Explore the material
[a] From the film review, list each disaster or act of violence in the film that the review mentions.
[b] Answer these questions using the film review:
(i) Which character's feelings during the shoot-out does the review name?
(ii) How far into the film does the massive fire happen?
(iii) What does the situation above ground turn out to be?

Given text
_ _ _

The most effective instance of the flashbacks comes in the form of the scene where the government spontaneously flash bombs the city while everyone watches. The scene captures chaos and confusion so well and it’s even one of the better disaster scenes that I’ve seen in a movie in some time.
Matters escalate in a beautiful manner where before even a half hour of the film has passed a massive fire in the cramped space becomes an inspired complication to send this fragile environment into a landslide. It’s just as thrilling to then see the family need to open their safeguarded exit as quickly as possible when the whole point has been to keep it locked up until now. Once things move above ground it’s not surprising to see that this isn’t a monster situation, but rather a massive government operation dealing with a quarantines and virus outbreak. Admittedly this is an angle that’s been done plenty before, but Hidden’s “less is more” approach again makes this feel different.
Of course, with such a concept heavy movie, as mentioned before things do eventually move outside of the hiding spot with a rather seismic paradigm shift going on in the process. The entire film is predicated on the dangers of the outside and the rules that govern this family to keep them safe, but unsurprisingly, things are quite different on the outside with this new direction fueling much of the film’s final act. The shoot-out and massacre that ensues is marvelously shot and composed, again having you be as clueless and scared as Zoe is in the scene. Being out in the open again is a whole new world for these people and you can feel it in the disorientation present in the chaotic firefight.

_ _ _

Listed records
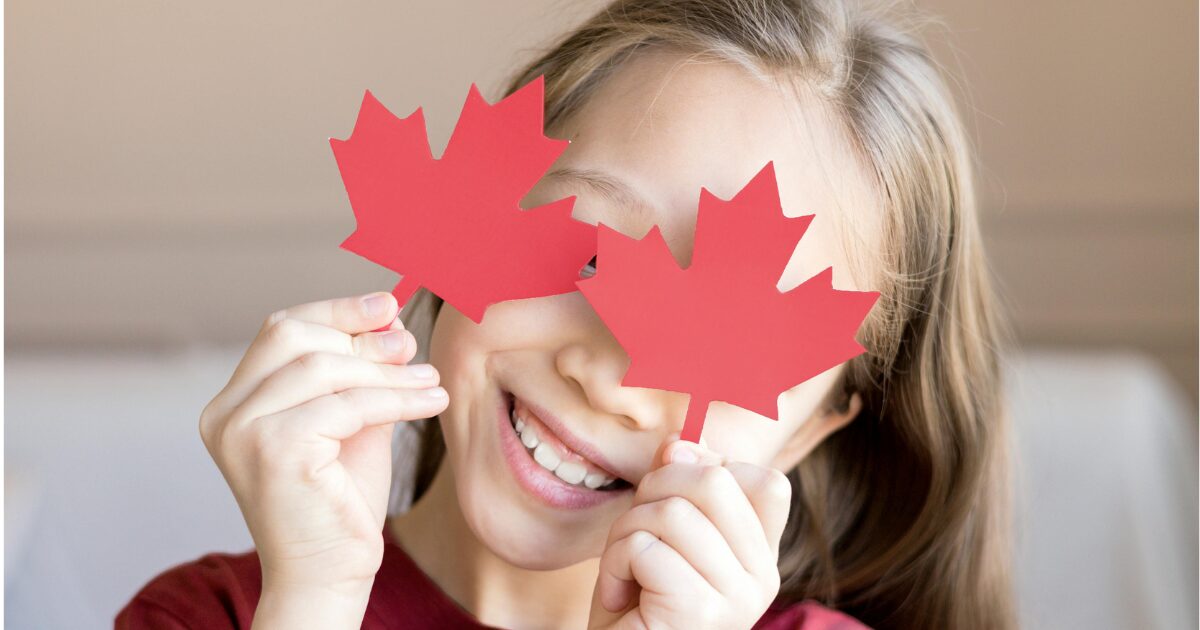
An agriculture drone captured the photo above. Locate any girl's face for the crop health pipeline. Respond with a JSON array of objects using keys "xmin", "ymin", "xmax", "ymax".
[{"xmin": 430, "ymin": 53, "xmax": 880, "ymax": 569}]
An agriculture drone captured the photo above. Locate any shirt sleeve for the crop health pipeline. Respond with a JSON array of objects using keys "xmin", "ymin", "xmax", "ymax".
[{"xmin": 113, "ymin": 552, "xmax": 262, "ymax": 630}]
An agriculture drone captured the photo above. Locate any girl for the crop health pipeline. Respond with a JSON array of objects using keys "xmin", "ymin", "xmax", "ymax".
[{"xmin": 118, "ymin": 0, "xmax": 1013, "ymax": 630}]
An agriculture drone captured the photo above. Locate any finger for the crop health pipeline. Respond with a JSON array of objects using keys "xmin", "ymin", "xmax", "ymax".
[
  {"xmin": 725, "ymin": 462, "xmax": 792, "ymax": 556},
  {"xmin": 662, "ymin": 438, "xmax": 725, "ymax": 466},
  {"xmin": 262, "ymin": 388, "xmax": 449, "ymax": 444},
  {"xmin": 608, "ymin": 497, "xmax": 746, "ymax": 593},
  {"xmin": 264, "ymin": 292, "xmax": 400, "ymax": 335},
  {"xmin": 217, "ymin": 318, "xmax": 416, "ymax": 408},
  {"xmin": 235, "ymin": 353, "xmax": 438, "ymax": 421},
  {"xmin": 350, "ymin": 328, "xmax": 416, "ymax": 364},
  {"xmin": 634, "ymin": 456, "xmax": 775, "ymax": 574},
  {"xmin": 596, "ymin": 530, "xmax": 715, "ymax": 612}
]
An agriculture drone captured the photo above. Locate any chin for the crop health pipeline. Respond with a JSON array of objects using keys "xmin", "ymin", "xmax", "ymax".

_ _ _

Expected outputs
[a]
- The government flash-bombing the city while everyone watches
- A massive fire in the cramped space
- A virus outbreak handled by a massive government operation
- The shoot-out and massacre

[b]
(i) Zoe's. The review says the scene leaves viewers as clueless and scared as she is.
(ii) Before even a half hour of the film has passed.
(iii) A massive government operation dealing with quarantines and a virus outbreak, not a monster situation.